EXERCISE DESCRIPTION ▸
Output exactly the span of lines beginning with the one that holds "Mark the small" and ending with the last line of the data below.

TASK DATA ▸
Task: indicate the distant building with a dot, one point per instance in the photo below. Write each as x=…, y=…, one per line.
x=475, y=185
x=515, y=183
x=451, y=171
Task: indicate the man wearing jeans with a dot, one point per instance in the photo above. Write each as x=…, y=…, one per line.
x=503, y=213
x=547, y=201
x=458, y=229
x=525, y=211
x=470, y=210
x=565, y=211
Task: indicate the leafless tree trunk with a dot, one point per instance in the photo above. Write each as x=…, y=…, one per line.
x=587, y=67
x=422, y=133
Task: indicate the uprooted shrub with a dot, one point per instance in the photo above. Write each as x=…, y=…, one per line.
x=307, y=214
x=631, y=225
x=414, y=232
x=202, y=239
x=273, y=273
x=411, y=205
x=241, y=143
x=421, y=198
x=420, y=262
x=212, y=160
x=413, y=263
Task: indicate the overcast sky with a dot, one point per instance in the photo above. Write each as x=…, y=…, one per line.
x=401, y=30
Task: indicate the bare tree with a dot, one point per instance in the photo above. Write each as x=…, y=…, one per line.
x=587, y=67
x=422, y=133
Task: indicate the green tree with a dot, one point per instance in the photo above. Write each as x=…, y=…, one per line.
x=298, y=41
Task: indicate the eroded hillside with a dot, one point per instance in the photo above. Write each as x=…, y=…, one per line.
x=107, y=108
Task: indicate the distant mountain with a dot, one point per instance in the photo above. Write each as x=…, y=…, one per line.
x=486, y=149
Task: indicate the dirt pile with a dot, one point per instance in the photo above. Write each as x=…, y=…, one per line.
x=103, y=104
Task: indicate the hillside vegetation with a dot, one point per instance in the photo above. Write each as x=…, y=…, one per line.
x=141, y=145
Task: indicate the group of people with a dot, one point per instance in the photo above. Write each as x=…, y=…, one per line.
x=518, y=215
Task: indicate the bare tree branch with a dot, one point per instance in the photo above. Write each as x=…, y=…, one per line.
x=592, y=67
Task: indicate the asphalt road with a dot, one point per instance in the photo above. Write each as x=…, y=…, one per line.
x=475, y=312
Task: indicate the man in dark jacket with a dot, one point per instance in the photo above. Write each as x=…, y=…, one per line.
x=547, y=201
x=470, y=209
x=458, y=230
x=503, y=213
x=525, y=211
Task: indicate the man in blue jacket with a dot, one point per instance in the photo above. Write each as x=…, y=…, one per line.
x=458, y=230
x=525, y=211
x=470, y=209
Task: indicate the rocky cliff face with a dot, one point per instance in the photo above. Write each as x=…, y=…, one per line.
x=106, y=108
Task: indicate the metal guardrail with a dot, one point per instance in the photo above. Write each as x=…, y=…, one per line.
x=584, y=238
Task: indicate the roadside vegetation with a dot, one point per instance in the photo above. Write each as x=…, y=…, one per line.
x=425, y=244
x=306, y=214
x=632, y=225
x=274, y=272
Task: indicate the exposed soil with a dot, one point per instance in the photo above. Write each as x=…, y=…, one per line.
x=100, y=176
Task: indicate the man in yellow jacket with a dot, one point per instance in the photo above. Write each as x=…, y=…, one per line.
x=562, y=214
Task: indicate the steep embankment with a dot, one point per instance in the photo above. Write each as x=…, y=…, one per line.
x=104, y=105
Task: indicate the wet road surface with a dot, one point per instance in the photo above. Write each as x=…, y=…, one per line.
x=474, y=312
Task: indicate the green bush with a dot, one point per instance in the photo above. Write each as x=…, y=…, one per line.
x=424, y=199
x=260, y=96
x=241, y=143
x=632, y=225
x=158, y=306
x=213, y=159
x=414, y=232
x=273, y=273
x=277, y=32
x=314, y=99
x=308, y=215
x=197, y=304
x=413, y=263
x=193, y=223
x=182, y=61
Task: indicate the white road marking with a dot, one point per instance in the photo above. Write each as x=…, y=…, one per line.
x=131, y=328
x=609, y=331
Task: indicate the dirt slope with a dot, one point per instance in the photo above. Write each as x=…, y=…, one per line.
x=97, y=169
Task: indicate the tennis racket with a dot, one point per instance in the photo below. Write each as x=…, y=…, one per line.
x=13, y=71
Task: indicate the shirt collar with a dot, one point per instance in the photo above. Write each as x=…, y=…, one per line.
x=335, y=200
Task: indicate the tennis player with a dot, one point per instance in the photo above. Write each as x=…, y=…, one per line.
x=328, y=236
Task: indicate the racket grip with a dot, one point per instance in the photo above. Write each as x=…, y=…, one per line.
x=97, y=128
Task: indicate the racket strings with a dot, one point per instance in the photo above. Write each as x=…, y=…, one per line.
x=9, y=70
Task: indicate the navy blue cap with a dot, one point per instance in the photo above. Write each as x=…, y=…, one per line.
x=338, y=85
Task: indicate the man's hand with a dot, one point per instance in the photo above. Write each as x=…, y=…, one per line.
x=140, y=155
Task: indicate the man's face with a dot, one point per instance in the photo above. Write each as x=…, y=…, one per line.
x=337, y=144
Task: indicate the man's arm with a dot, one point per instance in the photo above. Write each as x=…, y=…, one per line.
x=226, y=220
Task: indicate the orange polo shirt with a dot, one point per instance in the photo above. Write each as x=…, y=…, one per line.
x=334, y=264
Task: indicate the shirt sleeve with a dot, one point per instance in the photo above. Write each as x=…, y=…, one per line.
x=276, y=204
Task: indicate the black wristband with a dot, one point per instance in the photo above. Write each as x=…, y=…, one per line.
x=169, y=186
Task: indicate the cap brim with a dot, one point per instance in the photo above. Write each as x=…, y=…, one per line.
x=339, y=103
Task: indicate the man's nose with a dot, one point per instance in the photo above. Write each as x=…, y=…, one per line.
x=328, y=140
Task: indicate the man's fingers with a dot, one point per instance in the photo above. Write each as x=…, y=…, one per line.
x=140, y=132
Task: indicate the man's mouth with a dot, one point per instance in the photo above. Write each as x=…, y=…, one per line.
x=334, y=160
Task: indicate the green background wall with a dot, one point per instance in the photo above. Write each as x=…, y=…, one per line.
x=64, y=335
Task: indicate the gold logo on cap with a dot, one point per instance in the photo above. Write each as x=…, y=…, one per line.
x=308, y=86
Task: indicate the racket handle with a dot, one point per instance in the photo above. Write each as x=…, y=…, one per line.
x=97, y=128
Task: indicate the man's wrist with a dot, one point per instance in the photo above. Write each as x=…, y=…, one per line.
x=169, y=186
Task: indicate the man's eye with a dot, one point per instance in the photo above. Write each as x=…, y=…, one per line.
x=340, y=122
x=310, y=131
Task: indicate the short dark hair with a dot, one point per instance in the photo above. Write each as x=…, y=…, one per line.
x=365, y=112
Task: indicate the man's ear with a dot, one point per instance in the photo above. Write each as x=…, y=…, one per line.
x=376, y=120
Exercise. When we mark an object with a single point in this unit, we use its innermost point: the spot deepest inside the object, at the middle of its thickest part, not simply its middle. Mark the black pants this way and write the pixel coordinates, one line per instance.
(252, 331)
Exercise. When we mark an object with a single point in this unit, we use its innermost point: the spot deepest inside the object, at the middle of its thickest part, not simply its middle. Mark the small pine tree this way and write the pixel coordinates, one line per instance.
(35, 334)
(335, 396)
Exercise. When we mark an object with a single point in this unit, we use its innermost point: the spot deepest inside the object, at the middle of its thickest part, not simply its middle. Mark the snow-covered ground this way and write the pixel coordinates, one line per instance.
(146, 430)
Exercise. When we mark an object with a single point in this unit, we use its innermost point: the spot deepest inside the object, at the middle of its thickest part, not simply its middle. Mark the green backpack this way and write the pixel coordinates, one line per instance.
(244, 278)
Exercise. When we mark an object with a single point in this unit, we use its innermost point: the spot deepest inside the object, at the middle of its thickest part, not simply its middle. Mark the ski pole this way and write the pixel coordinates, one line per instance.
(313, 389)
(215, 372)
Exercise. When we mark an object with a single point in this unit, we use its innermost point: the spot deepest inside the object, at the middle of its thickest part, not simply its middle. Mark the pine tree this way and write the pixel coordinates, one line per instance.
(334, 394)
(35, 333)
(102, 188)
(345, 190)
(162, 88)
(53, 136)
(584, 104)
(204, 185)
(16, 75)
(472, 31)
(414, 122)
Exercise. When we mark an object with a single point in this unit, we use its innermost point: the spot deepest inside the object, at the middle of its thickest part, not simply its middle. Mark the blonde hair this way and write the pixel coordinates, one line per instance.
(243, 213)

RESULT FOR THIS EXERCISE ▸
Exercise. When we mark an object with a single point in this unit, we use its innermost point: the spot deepest inside the object, at the middle of its thickest part, not simply its middle. Mark the small pine tree this way and write the pixel coordinates, one line per instance.
(35, 334)
(335, 396)
Exercise. When we mark an object with a single point in this unit, we use its innermost point: the spot deepest inside the object, at the middle of its thickest part, not simply its middle. Mark the snow-covered ground this way and write the pixel coordinates, one line per instance.
(146, 430)
Exercise. When we mark an object with a single point in this unit, we use its innermost point: the spot deepest inside the object, at the middle of its thickest part, not simply its middle. Mark the green backpack this way and write the pixel coordinates, one line per instance.
(244, 278)
Exercise. When we mark an object with a single point in this unit, we use its innermost point: the spot deepest inside the object, at the middle of its thickest part, not simply its middle. Mark the ski pole this way and write the pixel coordinates, one line per instance.
(313, 389)
(215, 372)
Exercise. When we mark an object with a single point in this unit, we use its innermost point: the spot deepest inside the object, at the middle of its thickest part, not simply its middle. Mark the pine tree this way and write the pixel coordinates, one line per instance.
(334, 394)
(35, 333)
(102, 188)
(345, 190)
(162, 88)
(53, 136)
(584, 104)
(204, 185)
(16, 75)
(472, 31)
(414, 122)
Exercise. When we mark an object with a single point in this unit, we use its innermost point: the spot deepest inside the object, at the middle of its thickest part, not simply its middle. Mark the blonde hair this way and write the pixel coordinates, one line per instance.
(243, 213)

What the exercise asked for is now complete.